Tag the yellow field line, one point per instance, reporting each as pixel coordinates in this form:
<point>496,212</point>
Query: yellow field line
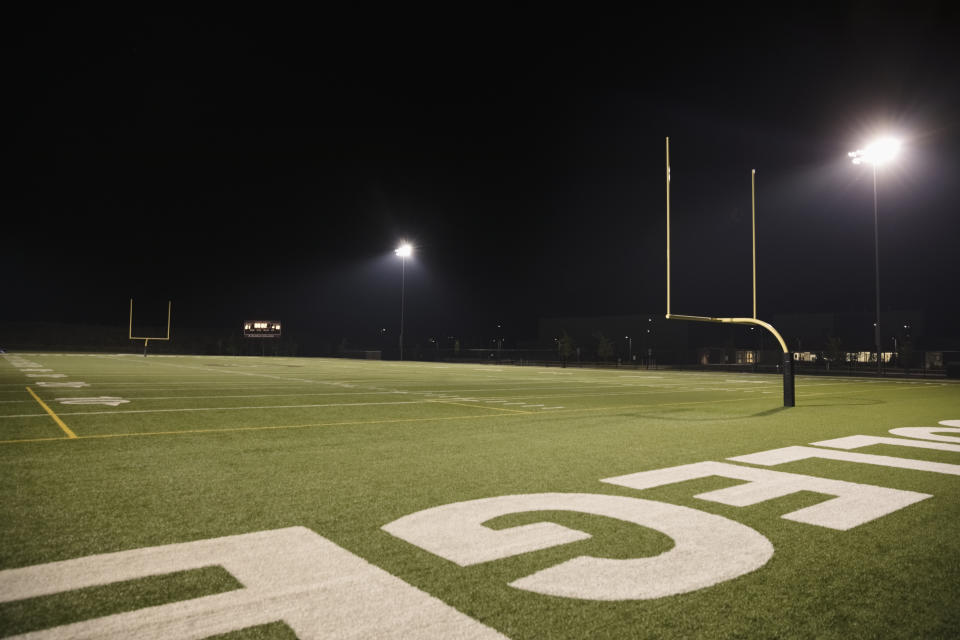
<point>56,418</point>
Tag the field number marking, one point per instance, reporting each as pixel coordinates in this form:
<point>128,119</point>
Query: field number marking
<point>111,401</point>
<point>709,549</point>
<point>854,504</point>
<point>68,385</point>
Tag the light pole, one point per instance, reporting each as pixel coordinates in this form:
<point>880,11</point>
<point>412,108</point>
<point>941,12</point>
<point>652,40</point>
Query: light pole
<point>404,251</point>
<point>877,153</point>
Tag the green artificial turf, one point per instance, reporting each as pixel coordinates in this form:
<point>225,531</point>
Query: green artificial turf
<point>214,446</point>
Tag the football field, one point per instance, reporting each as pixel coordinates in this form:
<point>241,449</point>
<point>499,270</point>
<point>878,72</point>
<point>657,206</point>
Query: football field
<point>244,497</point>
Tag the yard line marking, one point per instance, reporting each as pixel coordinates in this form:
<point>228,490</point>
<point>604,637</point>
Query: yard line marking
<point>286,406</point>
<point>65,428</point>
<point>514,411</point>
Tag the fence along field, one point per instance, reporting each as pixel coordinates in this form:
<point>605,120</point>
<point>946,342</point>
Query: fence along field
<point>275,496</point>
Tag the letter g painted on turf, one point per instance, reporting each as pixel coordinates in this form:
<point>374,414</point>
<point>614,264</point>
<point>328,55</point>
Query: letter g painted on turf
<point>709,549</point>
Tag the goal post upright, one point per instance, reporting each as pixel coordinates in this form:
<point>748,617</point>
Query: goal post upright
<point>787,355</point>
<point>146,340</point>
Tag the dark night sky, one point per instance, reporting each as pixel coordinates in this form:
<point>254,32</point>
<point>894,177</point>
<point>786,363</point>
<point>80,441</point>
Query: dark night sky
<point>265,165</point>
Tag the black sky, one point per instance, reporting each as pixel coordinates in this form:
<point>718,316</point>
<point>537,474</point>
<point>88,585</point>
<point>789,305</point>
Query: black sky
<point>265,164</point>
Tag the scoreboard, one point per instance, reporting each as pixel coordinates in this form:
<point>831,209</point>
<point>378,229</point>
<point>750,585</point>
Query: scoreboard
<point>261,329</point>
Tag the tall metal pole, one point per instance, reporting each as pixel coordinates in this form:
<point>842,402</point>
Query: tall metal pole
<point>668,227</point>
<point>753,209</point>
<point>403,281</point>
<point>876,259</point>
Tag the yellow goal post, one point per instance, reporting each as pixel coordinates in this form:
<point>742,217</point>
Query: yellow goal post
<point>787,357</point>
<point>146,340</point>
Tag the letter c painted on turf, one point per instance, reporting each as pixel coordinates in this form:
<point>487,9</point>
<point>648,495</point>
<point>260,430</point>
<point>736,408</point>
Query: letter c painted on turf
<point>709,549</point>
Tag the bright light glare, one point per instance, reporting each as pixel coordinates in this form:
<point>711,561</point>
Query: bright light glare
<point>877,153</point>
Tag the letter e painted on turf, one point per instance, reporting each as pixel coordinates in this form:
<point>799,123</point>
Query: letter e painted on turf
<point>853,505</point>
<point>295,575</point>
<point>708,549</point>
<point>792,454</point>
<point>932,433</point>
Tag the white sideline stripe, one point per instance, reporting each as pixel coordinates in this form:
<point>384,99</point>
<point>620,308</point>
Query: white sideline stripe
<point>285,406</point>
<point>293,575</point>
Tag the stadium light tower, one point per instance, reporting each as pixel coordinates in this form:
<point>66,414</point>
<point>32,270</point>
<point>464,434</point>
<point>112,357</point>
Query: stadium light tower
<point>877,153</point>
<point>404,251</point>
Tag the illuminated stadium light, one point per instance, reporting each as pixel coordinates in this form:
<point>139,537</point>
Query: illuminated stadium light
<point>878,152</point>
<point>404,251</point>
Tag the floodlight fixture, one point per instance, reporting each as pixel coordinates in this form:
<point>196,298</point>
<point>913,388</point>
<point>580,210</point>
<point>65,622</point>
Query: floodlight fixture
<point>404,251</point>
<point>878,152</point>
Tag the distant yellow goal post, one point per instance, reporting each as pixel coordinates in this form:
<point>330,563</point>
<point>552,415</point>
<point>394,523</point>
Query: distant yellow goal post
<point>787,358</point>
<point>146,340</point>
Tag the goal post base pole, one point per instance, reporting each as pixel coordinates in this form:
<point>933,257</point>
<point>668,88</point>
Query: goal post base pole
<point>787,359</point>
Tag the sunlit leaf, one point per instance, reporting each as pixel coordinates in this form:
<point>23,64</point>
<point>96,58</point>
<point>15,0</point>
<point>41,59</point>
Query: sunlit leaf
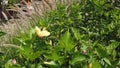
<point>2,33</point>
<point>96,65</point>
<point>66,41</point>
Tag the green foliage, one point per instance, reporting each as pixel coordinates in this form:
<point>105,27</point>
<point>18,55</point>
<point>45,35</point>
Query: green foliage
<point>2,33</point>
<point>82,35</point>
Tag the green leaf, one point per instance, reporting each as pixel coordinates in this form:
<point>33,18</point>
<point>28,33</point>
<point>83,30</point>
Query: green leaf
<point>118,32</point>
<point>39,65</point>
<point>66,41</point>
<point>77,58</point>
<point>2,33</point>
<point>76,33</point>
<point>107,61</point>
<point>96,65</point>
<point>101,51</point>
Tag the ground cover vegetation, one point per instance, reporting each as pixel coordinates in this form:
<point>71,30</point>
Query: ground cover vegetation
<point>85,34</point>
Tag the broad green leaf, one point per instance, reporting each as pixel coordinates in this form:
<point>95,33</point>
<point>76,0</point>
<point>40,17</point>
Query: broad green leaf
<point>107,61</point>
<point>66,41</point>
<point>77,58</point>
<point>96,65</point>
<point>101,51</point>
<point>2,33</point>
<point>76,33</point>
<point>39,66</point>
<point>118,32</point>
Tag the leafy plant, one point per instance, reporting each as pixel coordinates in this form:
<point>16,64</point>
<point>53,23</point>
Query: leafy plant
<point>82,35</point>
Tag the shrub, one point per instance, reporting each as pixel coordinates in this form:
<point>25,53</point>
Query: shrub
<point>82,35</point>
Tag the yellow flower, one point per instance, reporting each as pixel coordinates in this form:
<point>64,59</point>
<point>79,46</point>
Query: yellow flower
########
## Short problem
Repeat the records above word for word, from their start through the line containing "<point>68,385</point>", both ends included, and leave out the pictures.

## Task response
Tag the yellow field line, one point per instance, reporting each as pixel coordinates in this form:
<point>496,212</point>
Query: yellow field line
<point>56,418</point>
Tag the field number marking, one point per instance, reporting each as pixel coordinates in this form:
<point>128,119</point>
Query: field number marking
<point>111,401</point>
<point>709,549</point>
<point>854,504</point>
<point>68,385</point>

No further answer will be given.